— Source extract —
#####

On Behalf of | Mar 22, 2013 | Social Security Disability

When we talk about long-term costs of Social Security Disability Insurance (SSDI), we often think about 10-, 20- or maybe 50-year time frames. Sometimes, as when chief actuary for the Social Security Administration, discussed the state of the SSDI program in the year 2085, it is hard to really come to grips with a potential event 72 years in the future.

It is sometimes easier to look back and use that as our benchmark. Nonetheless, it was somewhat surprising to see the news story that reported this week there are still two individuals receiving $876 per year in governmental benefits because of their father’s Civil War service. The Civil War, recall, ended on April 9, 1865, almost exactly 148 years ago.

There are also 10 individuals whose benefits date to the Spanish-American War, at a cost of about $50,000 a year to the government. However, the real spending begins at $5 billion for WWII benefits, to $22 billion for the Vietnam War.

These are some of the costs that contribute to the federal deficit, and perhaps the largest single cost from the wars in Afghanistan and Iraq will be the long-term disability and other survivorship benefits the government will be obligated to pay in the future. Moreover, if history is a guide, we could be paying survivors and their children of the war in Afghanistan for the next 15 decades.

#####

— Exercises —
- A) Copy the passage from the post on war benefit costs word for word, starting at "On Behalf of" and ending at "years in the future.".
- B) Using the post on war benefit costs, answer these questions:
(i) How much per year do the two individuals receive because of their father's Civil War service?
(ii) How many individuals receive benefits dating to the Spanish-American War?
(iii) For how many decades could survivors and their children of the war in Afghanistan be paid, if history is a guide?

#####

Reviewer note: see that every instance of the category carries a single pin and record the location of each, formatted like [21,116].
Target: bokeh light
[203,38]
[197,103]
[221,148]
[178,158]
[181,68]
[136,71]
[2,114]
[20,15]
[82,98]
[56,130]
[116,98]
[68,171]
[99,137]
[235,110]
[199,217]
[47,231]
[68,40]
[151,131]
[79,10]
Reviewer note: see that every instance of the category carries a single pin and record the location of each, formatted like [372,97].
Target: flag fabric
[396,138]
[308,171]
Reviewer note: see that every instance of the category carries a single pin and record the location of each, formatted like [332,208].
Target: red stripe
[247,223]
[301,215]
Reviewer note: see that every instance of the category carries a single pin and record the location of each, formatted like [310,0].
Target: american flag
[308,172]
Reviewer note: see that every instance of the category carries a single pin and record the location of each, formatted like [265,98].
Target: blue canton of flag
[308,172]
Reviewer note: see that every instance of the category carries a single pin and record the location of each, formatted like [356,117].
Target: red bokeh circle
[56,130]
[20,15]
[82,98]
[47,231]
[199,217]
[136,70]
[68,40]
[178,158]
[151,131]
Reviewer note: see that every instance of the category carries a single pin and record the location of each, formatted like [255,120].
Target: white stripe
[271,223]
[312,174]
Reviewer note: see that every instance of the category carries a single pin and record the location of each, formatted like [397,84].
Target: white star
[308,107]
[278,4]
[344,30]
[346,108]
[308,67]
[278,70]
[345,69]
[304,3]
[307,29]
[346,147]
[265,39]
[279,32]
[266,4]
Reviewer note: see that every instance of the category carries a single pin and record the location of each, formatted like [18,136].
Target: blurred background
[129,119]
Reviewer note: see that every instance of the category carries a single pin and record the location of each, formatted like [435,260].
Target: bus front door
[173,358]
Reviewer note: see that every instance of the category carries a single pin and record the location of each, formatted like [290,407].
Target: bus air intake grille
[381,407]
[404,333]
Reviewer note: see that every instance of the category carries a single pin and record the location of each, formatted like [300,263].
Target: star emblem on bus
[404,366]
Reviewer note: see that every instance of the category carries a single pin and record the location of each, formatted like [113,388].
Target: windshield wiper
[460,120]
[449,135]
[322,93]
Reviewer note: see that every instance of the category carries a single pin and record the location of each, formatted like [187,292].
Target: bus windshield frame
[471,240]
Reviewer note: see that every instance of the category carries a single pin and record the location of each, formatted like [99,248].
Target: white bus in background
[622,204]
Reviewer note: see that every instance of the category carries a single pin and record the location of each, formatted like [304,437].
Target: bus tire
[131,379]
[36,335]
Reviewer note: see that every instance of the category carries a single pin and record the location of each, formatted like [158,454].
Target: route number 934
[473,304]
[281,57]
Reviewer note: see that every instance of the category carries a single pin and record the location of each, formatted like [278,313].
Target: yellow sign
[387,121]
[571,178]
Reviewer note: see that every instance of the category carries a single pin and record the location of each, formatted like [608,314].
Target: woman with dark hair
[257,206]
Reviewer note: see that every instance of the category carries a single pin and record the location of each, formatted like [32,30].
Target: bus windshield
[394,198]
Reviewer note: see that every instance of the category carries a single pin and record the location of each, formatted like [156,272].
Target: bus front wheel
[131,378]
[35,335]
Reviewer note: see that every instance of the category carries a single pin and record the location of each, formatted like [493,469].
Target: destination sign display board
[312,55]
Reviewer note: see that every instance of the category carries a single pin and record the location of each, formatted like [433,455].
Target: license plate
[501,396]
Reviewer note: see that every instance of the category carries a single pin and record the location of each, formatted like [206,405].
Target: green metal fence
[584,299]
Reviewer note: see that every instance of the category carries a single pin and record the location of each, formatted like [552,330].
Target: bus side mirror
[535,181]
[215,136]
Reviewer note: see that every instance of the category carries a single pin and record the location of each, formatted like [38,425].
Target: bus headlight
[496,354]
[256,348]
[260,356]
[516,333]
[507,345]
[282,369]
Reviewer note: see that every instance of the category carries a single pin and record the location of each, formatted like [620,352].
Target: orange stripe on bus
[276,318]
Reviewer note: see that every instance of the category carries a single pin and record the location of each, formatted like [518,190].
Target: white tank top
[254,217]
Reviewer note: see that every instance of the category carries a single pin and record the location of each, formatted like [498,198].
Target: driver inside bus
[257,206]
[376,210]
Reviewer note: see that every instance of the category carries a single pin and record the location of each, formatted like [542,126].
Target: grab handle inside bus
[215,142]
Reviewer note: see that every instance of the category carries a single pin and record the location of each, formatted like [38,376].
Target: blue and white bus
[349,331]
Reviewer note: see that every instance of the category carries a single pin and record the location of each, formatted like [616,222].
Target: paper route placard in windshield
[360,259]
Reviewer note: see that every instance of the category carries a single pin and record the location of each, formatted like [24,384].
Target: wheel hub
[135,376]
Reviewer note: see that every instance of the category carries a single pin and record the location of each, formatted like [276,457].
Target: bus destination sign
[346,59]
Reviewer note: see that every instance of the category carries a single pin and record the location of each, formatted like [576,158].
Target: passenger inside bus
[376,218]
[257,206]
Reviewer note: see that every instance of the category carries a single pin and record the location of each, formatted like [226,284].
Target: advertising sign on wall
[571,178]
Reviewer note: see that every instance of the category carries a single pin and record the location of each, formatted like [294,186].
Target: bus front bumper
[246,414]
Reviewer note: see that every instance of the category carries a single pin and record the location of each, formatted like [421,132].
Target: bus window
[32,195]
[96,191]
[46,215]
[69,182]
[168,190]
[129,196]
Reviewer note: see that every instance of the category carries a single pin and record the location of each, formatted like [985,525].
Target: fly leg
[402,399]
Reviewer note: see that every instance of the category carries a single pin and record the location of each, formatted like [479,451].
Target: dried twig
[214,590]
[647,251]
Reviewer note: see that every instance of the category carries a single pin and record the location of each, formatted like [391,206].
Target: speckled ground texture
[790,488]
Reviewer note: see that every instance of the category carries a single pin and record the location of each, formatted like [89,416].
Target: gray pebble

#####

— Answers for this exercise —
- A)
On Behalf of | Mar 22, 2013 | Social Security Disability

When we talk about long-term costs of Social Security Disability Insurance (SSDI), we often think about 10-, 20- or maybe 50-year time frames. Sometimes, as when chief actuary for the Social Security Administration, discussed the state of the SSDI program in the year 2085, it is hard to really come to grips with a potential event 72 years in the future.

- B)
(i) $876 per year
(ii) 10
(iii) 15 decades